◆ Task to complete
Omitting all images, transcribe the entries word for word.

Dataset entries
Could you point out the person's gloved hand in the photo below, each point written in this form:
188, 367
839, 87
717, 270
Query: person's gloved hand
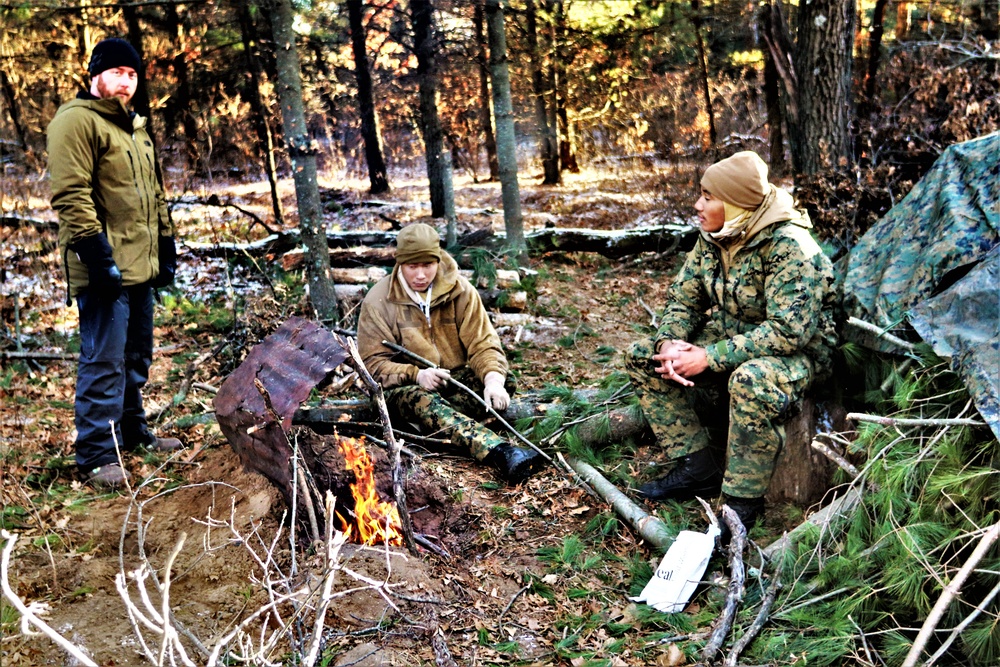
104, 277
168, 262
433, 379
494, 393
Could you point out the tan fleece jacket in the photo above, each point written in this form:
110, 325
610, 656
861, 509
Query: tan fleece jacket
459, 331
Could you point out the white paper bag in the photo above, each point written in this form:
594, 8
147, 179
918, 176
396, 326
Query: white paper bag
682, 567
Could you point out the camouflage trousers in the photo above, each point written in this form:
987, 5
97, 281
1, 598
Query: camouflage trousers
760, 395
450, 413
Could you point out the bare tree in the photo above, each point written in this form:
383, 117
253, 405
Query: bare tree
506, 143
302, 151
265, 137
438, 159
546, 133
485, 113
370, 133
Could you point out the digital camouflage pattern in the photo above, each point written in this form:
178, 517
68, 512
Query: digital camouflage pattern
950, 219
762, 393
775, 299
764, 311
948, 224
450, 413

◆ Answer below
Could you point out the person's gloved hand in the photo below, each point written in this form:
188, 367
839, 87
717, 270
Query: person's gloved hand
104, 277
168, 262
433, 379
494, 393
Could you point out the tan fleece jacket in the photo above, each point written in this form:
110, 325
610, 656
861, 509
Query: tan fleece jacket
459, 331
Could you point out the white paper bag in the photo above, each point written in this form:
594, 8
147, 179
918, 176
396, 326
Query: white paper bag
682, 567
Could you point out the camouflage trousers in the photo above, each point written in this form:
987, 5
97, 281
1, 598
Query: camouflage trousers
760, 395
450, 413
Could you point out the bare tree in the photo above, each point written in this form:
383, 117
253, 405
Query: bare tree
506, 143
302, 151
265, 137
438, 159
546, 133
485, 113
370, 133
Could you point out the digital camouflage pattern in the photo above, each point written in this form:
178, 517
68, 512
Query: digital camouflage pattern
950, 219
762, 393
775, 299
764, 311
948, 224
450, 413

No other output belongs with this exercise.